§ GOAL: Rewrite the records from the line containing "Locate the owl head, then" through the line containing "[[568, 484], [521, 400]]", keeping the requests, and shift every point coordinate in the answers up by 46. Leave the numbers in the requests' format samples unchanged, and omit the pictures.

§ Location labeling records:
[START]
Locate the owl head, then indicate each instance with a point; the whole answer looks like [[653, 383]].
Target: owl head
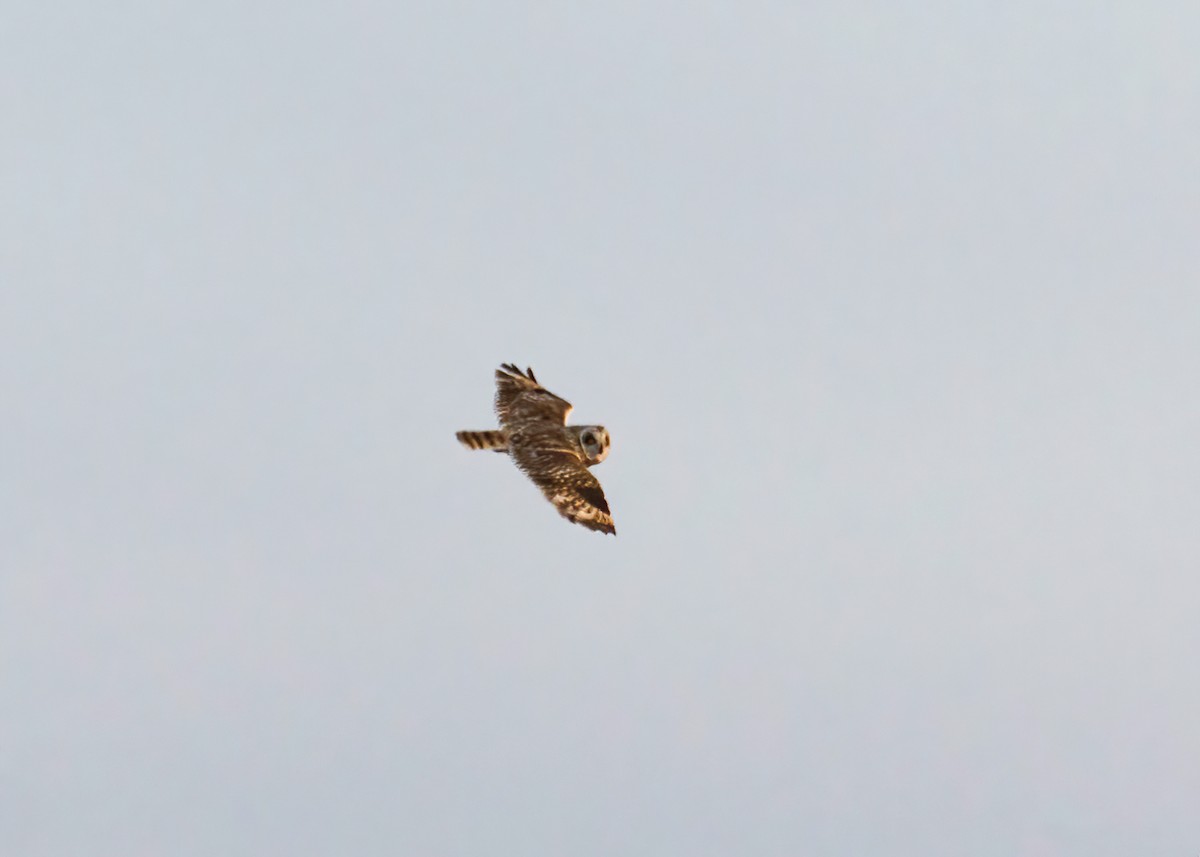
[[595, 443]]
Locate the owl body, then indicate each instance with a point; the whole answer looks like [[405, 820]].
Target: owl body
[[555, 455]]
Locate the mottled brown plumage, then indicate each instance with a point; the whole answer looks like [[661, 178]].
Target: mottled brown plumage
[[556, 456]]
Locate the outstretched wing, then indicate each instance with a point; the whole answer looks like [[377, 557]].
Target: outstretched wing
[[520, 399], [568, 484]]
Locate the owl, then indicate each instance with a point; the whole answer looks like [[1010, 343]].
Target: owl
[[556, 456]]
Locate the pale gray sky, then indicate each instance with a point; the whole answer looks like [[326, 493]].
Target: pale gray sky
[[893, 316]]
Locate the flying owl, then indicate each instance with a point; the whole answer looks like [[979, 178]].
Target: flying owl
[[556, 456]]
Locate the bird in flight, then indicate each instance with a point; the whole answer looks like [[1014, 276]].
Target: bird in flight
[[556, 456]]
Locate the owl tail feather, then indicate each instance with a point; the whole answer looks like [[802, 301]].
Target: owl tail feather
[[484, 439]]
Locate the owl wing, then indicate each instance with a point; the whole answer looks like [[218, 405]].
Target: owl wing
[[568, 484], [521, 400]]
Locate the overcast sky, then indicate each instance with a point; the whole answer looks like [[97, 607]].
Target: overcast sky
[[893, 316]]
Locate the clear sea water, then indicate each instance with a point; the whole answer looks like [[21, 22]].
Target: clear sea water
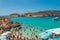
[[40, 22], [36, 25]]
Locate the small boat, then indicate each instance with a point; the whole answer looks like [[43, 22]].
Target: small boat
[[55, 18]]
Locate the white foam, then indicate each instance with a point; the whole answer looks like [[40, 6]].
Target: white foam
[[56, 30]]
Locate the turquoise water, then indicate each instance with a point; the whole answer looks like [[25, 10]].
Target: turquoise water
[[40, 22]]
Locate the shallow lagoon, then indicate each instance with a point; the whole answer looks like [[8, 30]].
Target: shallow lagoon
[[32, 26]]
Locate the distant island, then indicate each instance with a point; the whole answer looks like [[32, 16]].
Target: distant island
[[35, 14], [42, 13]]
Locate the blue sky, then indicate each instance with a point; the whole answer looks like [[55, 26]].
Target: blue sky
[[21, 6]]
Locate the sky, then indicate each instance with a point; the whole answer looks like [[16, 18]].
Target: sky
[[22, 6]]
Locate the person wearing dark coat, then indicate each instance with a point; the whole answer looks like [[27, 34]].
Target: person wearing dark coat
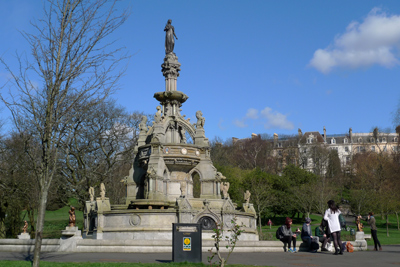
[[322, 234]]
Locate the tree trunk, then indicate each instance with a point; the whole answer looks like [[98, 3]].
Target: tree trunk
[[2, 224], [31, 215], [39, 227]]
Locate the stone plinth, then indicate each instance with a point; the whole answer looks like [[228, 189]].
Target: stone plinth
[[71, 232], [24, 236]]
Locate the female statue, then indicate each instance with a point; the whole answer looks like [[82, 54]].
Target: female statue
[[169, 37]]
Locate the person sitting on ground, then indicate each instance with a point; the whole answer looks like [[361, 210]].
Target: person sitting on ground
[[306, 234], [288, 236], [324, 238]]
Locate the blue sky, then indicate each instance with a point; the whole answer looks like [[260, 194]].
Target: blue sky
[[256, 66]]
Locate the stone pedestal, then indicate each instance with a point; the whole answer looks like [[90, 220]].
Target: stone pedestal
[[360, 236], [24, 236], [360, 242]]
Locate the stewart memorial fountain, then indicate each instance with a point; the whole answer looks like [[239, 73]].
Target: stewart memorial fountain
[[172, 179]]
[END]
[START]
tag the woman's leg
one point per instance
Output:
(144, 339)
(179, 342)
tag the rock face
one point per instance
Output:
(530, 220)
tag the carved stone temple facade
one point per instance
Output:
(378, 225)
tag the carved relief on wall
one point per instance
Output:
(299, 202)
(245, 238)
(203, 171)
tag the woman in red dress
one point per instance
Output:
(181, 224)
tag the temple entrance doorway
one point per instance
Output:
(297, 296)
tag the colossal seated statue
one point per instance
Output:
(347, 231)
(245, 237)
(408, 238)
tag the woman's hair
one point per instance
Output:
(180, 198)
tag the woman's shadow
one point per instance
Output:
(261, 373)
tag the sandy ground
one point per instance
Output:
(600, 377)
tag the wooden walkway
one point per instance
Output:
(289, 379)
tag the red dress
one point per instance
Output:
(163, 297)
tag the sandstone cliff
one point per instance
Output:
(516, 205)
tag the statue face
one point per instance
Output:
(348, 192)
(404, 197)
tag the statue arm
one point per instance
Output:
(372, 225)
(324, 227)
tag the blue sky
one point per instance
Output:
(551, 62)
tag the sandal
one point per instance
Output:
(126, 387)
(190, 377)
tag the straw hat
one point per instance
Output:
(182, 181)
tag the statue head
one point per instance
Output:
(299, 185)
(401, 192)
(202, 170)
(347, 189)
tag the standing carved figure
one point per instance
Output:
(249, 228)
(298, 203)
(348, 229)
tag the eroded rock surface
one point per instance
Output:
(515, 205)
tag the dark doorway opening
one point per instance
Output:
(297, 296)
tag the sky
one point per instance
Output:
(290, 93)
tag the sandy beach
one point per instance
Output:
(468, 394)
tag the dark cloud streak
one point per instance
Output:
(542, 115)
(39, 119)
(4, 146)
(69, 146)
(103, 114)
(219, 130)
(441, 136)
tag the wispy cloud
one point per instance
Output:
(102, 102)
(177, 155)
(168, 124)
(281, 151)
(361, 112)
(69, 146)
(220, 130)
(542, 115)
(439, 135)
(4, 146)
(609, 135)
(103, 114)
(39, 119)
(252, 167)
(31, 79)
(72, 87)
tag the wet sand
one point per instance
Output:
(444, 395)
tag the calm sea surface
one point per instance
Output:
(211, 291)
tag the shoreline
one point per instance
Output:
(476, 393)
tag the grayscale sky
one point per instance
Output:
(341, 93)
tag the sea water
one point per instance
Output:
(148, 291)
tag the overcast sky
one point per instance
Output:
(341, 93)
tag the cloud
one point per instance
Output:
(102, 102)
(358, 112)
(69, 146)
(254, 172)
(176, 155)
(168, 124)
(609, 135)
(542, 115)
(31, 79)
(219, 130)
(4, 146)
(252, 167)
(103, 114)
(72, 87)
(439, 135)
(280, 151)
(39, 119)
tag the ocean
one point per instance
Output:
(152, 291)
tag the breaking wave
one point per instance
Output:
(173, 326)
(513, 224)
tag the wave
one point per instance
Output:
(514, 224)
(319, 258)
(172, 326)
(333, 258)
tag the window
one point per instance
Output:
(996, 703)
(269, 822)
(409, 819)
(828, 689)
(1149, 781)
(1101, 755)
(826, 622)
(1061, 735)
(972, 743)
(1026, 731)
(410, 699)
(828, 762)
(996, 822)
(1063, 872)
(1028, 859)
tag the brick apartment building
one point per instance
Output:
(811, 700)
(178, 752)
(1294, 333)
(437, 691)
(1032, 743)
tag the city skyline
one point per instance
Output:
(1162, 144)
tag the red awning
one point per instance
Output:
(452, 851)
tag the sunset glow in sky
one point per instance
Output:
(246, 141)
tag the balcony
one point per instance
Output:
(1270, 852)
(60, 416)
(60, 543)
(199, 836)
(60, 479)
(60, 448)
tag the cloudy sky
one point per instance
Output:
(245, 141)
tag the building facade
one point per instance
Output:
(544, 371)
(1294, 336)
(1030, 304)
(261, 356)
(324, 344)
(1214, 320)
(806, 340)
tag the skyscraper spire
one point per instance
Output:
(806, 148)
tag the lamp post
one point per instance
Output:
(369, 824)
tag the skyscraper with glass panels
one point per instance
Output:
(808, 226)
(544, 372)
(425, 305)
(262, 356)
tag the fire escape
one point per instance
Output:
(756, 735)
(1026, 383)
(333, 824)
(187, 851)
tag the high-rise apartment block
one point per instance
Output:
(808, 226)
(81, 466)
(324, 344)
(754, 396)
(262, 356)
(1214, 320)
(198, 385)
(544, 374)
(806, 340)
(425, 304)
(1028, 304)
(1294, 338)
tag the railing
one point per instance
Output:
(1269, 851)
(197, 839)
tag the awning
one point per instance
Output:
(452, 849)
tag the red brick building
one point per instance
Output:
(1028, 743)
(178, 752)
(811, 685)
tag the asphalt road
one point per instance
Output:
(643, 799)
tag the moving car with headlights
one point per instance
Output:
[END]
[START]
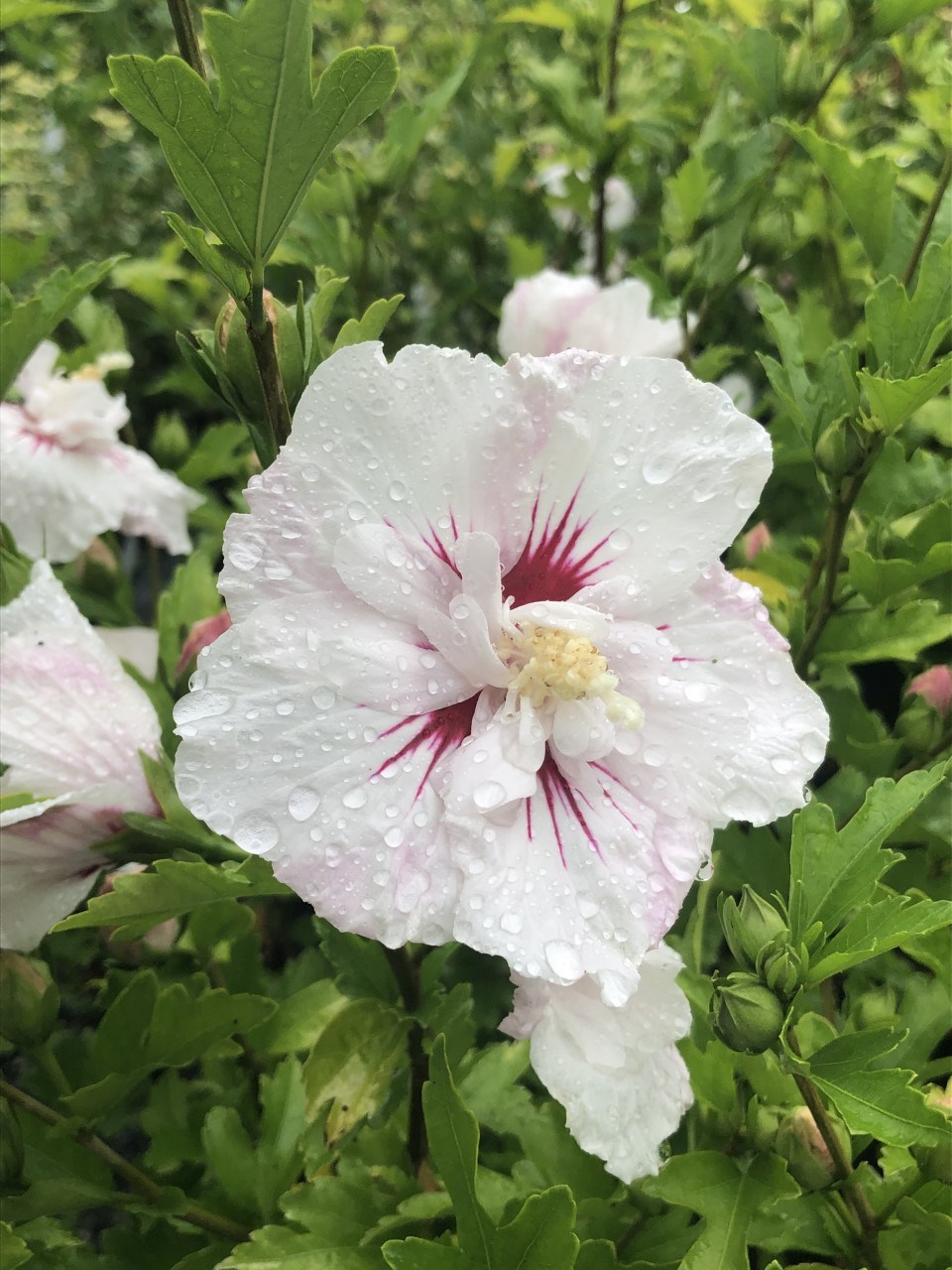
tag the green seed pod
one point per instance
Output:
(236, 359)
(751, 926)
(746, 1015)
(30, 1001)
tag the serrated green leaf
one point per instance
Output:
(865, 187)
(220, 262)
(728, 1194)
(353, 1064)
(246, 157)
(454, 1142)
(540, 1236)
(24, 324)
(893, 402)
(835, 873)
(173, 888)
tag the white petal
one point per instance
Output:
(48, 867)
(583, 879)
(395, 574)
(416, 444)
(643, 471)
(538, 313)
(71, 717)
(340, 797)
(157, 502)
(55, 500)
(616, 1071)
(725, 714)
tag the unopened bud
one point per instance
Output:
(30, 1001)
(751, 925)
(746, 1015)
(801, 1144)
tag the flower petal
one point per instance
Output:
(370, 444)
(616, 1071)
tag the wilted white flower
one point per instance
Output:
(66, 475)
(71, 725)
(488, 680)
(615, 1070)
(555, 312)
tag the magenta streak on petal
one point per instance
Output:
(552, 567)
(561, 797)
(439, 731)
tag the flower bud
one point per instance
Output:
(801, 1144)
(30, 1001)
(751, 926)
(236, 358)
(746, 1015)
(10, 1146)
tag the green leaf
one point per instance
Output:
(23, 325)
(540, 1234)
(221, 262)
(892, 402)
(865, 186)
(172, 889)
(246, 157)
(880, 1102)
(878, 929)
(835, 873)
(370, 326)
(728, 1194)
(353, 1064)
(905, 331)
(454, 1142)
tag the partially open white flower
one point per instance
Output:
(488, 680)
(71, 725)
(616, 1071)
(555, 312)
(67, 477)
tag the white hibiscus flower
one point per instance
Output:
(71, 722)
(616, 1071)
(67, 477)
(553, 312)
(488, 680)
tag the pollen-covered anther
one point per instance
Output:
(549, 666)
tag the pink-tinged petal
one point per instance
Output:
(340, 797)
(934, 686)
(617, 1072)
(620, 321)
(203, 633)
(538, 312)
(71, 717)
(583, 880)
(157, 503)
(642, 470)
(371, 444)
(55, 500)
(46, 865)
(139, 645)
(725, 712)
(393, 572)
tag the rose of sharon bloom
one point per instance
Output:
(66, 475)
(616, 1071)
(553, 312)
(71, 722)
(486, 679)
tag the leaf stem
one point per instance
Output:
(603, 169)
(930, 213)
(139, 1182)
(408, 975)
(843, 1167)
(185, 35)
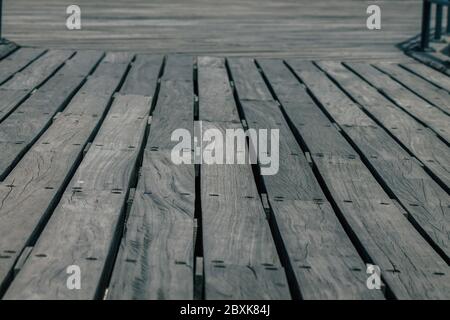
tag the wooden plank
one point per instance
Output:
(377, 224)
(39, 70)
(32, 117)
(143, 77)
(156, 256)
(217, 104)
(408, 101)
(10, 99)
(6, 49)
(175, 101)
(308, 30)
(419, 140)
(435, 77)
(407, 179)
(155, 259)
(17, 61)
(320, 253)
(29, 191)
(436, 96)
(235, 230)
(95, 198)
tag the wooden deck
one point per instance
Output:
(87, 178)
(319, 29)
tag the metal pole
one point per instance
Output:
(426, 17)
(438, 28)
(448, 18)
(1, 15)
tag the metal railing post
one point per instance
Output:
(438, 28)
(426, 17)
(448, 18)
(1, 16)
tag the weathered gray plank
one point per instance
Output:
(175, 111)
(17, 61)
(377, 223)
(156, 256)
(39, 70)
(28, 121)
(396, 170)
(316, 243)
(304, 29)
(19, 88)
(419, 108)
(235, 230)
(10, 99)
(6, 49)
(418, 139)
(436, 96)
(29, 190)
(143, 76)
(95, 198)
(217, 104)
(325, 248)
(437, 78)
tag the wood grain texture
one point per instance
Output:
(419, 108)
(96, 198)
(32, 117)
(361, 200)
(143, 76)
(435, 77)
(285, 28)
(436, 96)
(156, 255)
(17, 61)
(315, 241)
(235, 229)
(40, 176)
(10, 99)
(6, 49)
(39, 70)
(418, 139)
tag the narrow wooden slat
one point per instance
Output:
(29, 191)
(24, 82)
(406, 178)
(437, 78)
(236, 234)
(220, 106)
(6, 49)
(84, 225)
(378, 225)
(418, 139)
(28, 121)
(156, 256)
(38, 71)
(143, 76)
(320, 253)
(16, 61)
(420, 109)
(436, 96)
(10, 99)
[END]
§ CORRECT ANSWER:
Locate the owl head, then indicate each instance with a point; the whole answer looks like [[653, 383]].
Target: owl head
[[641, 489]]
Locate the owl body, then indicate each instance with a point; the whole answer looks like [[405, 820]].
Target: owl body
[[601, 501]]
Locate the mottled brown plumage, then indicate each instance with a point; the whole answer looks like [[661, 178]].
Target: mottled brown plumage
[[602, 502]]
Locate the outstretched wing, then indicate each instance with a point; the whole answer looks like [[377, 557]].
Target: outstretched wing
[[566, 445], [614, 530]]
Locate the owl, then indicate each instance with a point; the whole answer looks like [[1010, 343]].
Target: owl
[[602, 502]]
Locate the pale gray sky, then indicate each instance with a point; the whole answer looks like [[326, 493]].
Target: pale gray sky
[[939, 362]]
Locate the flying owl, then indicate each instance with a point; the whole answer looks like [[979, 178]].
Target: flying owl
[[602, 502]]
Locate the bird in flight, then indicate each instance with a point; the whole answer looks like [[1014, 276]].
Target: bird in flight
[[602, 502]]
Locate the owl tail feather, then indicate each instance with a point; the whole answer looks like [[802, 301]].
Target: owl tail feather
[[530, 485]]
Locate the owl wing, then indicate each instance with a point; the whole answer looks like [[218, 405]].
Target: owl wing
[[614, 530], [567, 446]]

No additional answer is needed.